Copy every item below line for line, leaving out the pictures.
++++ Dataset records
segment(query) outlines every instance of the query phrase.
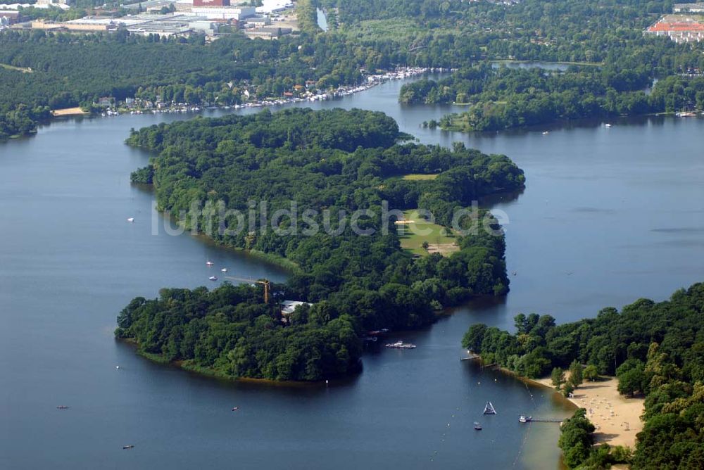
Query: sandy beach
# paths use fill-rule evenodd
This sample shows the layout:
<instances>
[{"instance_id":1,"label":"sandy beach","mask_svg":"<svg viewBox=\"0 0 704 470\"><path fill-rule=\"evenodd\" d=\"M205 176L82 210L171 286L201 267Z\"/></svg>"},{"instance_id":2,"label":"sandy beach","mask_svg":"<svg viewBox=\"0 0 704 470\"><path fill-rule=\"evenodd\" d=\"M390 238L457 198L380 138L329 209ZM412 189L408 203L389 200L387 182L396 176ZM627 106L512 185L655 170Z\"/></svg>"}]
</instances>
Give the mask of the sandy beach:
<instances>
[{"instance_id":1,"label":"sandy beach","mask_svg":"<svg viewBox=\"0 0 704 470\"><path fill-rule=\"evenodd\" d=\"M51 115L54 116L77 116L83 114L88 114L80 108L64 108L63 109L55 109L51 111Z\"/></svg>"},{"instance_id":2,"label":"sandy beach","mask_svg":"<svg viewBox=\"0 0 704 470\"><path fill-rule=\"evenodd\" d=\"M586 416L596 431L596 443L611 445L626 445L631 449L636 445L636 434L643 429L640 416L643 414L644 400L629 398L619 394L615 377L603 377L598 382L585 381L568 400L580 408L586 409ZM555 389L549 378L534 381Z\"/></svg>"}]
</instances>

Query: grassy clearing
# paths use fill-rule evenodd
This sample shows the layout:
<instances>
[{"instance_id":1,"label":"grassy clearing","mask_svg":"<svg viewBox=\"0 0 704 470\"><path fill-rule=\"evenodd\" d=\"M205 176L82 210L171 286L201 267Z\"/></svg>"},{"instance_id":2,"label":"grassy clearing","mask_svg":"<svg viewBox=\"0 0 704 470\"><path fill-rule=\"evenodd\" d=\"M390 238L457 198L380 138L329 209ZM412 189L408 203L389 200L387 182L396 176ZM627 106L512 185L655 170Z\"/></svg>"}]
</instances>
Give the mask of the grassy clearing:
<instances>
[{"instance_id":1,"label":"grassy clearing","mask_svg":"<svg viewBox=\"0 0 704 470\"><path fill-rule=\"evenodd\" d=\"M435 179L437 177L437 174L423 174L422 173L411 173L410 174L404 174L403 179L408 181L426 181Z\"/></svg>"},{"instance_id":2,"label":"grassy clearing","mask_svg":"<svg viewBox=\"0 0 704 470\"><path fill-rule=\"evenodd\" d=\"M0 67L6 68L8 70L17 70L18 72L21 72L23 73L34 73L34 72L29 67L15 67L14 65L11 65L6 63L0 63Z\"/></svg>"},{"instance_id":3,"label":"grassy clearing","mask_svg":"<svg viewBox=\"0 0 704 470\"><path fill-rule=\"evenodd\" d=\"M447 229L441 225L432 224L418 217L418 211L411 209L403 212L403 217L407 224L399 224L399 234L403 227L403 234L401 235L401 246L410 251L414 255L425 256L428 250L423 248L423 242L427 241L430 246L430 251L439 251L442 254L456 251L458 247L453 245L457 238L447 234ZM413 221L413 222L410 222Z\"/></svg>"}]
</instances>

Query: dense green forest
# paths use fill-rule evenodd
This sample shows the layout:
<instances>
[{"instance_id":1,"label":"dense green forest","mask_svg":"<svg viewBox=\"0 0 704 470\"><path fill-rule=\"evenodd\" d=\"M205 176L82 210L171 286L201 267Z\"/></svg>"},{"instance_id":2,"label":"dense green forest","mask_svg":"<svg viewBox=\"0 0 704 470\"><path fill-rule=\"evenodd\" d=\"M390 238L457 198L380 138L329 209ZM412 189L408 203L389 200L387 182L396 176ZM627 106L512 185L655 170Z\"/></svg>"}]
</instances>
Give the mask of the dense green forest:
++++++++
◆ Response to the exercise ◆
segment(query) outlines every instance of the query phrase.
Query: sandy beach
# paths use fill-rule evenodd
This sample shows the layout:
<instances>
[{"instance_id":1,"label":"sandy beach","mask_svg":"<svg viewBox=\"0 0 704 470\"><path fill-rule=\"evenodd\" d=\"M205 176L82 210L171 286L201 267Z\"/></svg>"},{"instance_id":2,"label":"sandy beach","mask_svg":"<svg viewBox=\"0 0 704 470\"><path fill-rule=\"evenodd\" d=\"M390 238L457 198L380 138L329 209ZM412 189L408 203L389 200L387 182L396 176ZM627 106L512 185L655 170Z\"/></svg>"}]
</instances>
Give the mask of the sandy beach:
<instances>
[{"instance_id":1,"label":"sandy beach","mask_svg":"<svg viewBox=\"0 0 704 470\"><path fill-rule=\"evenodd\" d=\"M51 115L54 116L77 116L83 114L88 114L80 108L64 108L63 109L55 109L51 111Z\"/></svg>"},{"instance_id":2,"label":"sandy beach","mask_svg":"<svg viewBox=\"0 0 704 470\"><path fill-rule=\"evenodd\" d=\"M586 416L596 431L596 443L611 445L626 445L631 449L636 445L636 434L643 429L640 416L643 414L644 400L629 398L619 394L615 377L603 377L598 382L585 381L568 400L580 408L586 409ZM555 389L549 378L534 381Z\"/></svg>"}]
</instances>

Query: grassy clearing
# paths use fill-rule evenodd
This sample shows the layout:
<instances>
[{"instance_id":1,"label":"grassy clearing","mask_svg":"<svg viewBox=\"0 0 704 470\"><path fill-rule=\"evenodd\" d=\"M205 176L82 210L171 286L201 267Z\"/></svg>"},{"instance_id":2,"label":"grassy clearing","mask_svg":"<svg viewBox=\"0 0 704 470\"><path fill-rule=\"evenodd\" d=\"M390 238L457 198L380 138L329 209ZM412 189L408 203L389 200L387 182L396 176ZM627 106L512 185L655 170Z\"/></svg>"}]
</instances>
Give the mask of the grassy clearing:
<instances>
[{"instance_id":1,"label":"grassy clearing","mask_svg":"<svg viewBox=\"0 0 704 470\"><path fill-rule=\"evenodd\" d=\"M435 179L437 177L437 174L423 174L422 173L411 173L410 174L404 174L403 179L408 181L426 181Z\"/></svg>"},{"instance_id":2,"label":"grassy clearing","mask_svg":"<svg viewBox=\"0 0 704 470\"><path fill-rule=\"evenodd\" d=\"M0 67L6 68L8 70L17 70L18 72L21 72L23 73L34 73L34 72L29 67L15 67L14 65L11 65L6 63L0 63Z\"/></svg>"},{"instance_id":3,"label":"grassy clearing","mask_svg":"<svg viewBox=\"0 0 704 470\"><path fill-rule=\"evenodd\" d=\"M447 229L441 225L432 224L418 217L418 211L411 209L403 212L403 217L407 224L399 224L399 234L403 227L403 234L401 235L401 246L410 251L414 255L425 256L428 250L423 248L423 242L427 241L430 246L430 251L439 251L442 254L456 251L458 247L453 245L457 238L447 234ZM413 221L413 222L410 222Z\"/></svg>"}]
</instances>

Query: dense green forest
# paths use fill-rule evenodd
This sample shows the layout:
<instances>
[{"instance_id":1,"label":"dense green forest","mask_svg":"<svg viewBox=\"0 0 704 470\"><path fill-rule=\"evenodd\" d=\"M205 176L82 210L171 286L201 267Z\"/></svg>"},{"instance_id":2,"label":"dense green forest","mask_svg":"<svg viewBox=\"0 0 704 470\"><path fill-rule=\"evenodd\" d=\"M390 238L457 198L380 138L329 209ZM412 189L408 203L389 200L387 182L396 176ZM627 106L512 185L655 170Z\"/></svg>"}]
</instances>
Give the mask of the dense green forest:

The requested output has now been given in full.